* _Work task_
For the records below, output every line from the one holding "Task: place one keypoint per instance of the overcast" through the final line, unaltered, and no other lines.
━━━━━━━━━━━━━━━━
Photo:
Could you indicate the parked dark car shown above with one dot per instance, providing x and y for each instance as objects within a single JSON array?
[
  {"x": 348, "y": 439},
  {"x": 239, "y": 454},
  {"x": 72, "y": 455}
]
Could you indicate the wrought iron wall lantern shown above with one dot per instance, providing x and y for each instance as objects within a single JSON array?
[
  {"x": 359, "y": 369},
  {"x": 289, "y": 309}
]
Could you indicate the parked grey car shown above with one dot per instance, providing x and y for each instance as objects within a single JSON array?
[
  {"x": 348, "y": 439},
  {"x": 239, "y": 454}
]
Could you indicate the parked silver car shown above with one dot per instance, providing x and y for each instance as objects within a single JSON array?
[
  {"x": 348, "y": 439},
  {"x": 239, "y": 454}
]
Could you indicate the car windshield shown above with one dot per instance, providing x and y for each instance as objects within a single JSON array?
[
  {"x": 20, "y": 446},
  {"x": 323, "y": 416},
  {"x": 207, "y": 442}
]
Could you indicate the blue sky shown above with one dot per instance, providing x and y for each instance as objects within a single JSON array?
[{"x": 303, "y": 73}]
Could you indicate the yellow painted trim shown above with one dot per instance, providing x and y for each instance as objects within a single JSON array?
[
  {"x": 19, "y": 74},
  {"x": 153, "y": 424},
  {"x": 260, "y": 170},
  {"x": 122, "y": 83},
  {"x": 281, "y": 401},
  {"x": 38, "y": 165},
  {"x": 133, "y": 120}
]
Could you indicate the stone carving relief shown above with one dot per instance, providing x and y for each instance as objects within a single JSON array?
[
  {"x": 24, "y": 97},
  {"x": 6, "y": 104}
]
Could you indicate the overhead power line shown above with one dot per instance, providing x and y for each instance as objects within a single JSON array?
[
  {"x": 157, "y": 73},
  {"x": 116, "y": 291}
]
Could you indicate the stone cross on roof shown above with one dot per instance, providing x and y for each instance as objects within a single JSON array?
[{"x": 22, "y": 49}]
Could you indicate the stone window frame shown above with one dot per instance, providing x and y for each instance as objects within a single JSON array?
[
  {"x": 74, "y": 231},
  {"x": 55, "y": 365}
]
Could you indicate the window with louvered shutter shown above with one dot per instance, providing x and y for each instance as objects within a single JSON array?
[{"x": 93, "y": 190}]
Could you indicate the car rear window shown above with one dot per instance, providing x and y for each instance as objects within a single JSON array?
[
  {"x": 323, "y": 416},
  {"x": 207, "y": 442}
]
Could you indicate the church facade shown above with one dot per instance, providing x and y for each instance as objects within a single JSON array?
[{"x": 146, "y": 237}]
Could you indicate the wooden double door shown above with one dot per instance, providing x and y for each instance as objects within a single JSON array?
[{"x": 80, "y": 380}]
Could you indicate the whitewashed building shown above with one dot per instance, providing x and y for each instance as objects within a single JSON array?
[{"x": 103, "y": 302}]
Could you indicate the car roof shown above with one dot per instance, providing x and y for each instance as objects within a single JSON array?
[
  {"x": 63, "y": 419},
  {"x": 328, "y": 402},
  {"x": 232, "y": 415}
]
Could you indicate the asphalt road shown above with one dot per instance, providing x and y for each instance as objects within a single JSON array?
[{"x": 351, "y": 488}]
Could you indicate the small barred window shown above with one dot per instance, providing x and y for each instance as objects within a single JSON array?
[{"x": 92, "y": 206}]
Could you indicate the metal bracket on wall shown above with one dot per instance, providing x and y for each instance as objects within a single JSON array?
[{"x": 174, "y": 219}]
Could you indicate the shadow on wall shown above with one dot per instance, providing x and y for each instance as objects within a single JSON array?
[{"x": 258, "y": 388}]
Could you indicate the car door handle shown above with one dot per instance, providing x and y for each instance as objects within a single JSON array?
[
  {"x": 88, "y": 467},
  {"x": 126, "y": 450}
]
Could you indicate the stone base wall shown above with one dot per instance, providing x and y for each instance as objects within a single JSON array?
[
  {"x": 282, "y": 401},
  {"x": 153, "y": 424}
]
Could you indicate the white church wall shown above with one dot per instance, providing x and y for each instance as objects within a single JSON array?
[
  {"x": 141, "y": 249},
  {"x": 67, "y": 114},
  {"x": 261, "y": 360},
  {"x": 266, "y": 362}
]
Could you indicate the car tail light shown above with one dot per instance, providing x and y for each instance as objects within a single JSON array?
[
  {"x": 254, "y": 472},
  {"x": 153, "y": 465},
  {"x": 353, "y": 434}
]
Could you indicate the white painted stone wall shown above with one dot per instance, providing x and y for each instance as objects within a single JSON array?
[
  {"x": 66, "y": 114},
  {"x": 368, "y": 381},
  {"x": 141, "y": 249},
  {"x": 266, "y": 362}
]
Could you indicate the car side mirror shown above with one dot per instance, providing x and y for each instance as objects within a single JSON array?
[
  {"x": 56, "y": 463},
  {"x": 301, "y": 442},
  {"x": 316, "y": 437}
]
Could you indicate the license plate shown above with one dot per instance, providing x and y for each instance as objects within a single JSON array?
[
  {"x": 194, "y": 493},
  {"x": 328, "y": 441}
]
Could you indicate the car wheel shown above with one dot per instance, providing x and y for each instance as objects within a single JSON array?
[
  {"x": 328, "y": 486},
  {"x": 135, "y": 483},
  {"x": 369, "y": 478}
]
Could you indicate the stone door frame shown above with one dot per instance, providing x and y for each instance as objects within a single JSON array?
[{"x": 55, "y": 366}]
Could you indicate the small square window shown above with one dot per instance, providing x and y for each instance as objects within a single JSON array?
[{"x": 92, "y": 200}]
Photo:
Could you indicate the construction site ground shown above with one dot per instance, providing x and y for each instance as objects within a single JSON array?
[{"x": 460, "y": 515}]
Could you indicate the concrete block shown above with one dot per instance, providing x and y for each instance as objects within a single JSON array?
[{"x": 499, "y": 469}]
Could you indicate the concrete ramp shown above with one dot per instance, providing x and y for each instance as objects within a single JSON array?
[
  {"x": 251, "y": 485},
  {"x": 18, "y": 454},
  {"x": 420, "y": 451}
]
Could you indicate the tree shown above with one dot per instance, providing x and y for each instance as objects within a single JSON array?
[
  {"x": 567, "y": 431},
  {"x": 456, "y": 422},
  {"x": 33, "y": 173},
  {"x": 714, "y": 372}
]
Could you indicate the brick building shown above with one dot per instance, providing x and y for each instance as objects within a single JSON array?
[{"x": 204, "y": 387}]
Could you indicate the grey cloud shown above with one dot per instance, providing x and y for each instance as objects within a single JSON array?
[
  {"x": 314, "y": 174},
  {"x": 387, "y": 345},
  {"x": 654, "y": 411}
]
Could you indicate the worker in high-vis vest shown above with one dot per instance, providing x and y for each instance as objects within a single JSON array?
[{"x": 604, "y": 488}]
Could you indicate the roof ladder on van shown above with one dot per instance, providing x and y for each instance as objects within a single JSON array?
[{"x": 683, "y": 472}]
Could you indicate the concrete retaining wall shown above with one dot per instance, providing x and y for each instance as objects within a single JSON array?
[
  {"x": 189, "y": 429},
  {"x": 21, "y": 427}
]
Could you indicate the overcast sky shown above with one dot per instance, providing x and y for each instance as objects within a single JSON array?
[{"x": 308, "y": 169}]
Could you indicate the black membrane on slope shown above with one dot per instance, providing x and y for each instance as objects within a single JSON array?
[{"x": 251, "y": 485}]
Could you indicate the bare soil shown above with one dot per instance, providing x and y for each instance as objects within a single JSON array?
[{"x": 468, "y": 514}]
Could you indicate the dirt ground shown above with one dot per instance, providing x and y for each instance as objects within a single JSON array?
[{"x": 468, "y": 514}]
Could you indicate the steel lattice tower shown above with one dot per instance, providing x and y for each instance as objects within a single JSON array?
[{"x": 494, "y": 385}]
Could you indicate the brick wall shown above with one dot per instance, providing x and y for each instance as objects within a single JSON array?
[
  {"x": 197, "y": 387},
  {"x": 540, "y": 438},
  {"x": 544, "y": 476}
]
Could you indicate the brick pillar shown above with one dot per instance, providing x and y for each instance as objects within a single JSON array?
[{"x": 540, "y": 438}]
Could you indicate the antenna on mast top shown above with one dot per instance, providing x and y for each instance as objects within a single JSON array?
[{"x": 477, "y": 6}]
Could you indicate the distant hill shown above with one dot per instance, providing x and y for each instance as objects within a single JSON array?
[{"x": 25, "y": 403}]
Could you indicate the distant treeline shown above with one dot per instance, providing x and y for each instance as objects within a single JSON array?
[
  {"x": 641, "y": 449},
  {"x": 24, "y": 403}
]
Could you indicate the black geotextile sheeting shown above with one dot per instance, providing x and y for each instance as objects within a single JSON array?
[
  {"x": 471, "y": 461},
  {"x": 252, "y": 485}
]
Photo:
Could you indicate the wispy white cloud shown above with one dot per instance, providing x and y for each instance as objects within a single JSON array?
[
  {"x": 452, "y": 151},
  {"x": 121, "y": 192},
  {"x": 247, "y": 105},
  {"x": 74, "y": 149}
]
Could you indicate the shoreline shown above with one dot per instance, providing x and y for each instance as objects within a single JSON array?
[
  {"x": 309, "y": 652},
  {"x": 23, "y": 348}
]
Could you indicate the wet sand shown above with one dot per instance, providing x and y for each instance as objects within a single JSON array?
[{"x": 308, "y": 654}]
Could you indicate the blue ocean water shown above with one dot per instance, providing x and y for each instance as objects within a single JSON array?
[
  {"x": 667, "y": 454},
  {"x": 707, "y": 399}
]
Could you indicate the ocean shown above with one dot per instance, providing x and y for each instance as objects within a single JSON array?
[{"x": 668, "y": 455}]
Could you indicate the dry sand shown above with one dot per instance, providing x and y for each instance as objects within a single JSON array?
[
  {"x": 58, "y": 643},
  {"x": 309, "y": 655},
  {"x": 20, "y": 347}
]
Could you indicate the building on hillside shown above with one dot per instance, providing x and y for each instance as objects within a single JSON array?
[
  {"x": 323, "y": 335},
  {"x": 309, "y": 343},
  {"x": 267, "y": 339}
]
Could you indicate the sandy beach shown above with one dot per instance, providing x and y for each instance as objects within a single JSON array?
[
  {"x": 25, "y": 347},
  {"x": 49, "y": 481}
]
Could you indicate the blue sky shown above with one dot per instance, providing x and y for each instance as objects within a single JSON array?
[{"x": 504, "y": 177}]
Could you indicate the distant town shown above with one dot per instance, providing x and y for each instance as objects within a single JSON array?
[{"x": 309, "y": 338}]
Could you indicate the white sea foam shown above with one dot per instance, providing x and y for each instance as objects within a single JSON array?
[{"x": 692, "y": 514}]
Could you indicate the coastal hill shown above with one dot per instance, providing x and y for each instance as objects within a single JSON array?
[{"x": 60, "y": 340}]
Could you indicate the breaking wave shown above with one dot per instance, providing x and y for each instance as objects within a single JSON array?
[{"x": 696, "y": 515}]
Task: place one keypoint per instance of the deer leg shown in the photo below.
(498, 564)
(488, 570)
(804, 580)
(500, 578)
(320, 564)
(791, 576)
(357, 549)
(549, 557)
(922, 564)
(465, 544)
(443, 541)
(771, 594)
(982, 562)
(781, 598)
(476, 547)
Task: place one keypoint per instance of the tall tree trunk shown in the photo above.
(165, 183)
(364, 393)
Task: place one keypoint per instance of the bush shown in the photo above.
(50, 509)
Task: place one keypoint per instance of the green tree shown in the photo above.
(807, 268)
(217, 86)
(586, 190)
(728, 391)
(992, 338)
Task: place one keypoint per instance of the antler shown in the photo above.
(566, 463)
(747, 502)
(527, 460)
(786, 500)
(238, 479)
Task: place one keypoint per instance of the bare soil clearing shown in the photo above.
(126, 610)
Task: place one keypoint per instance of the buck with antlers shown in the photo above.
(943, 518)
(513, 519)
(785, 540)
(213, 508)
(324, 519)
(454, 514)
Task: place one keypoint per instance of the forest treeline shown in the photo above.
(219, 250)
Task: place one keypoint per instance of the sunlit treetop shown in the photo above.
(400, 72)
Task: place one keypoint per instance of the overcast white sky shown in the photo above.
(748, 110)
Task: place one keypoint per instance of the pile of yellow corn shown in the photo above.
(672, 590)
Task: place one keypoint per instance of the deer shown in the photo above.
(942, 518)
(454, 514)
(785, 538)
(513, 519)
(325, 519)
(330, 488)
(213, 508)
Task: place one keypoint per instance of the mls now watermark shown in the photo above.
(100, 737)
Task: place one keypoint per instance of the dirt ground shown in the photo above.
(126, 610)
━━━━━━━━━━━━━━━━
* _Task answer_
Task: place one keypoint per instance of the overcast white sky shown in the photo above.
(748, 110)
Task: place one keypoint per instance of the pile of yellow corn shown in the photo above.
(672, 590)
Task: place one keypoint per instance of the deer shown in the photo above.
(942, 518)
(454, 514)
(785, 538)
(513, 519)
(325, 519)
(330, 488)
(213, 508)
Task: place one keypoint per instance of the mls now watermark shown in the photo above.
(100, 737)
Task: place one keypoint per instance of the dirt ground shown in the photo above.
(126, 610)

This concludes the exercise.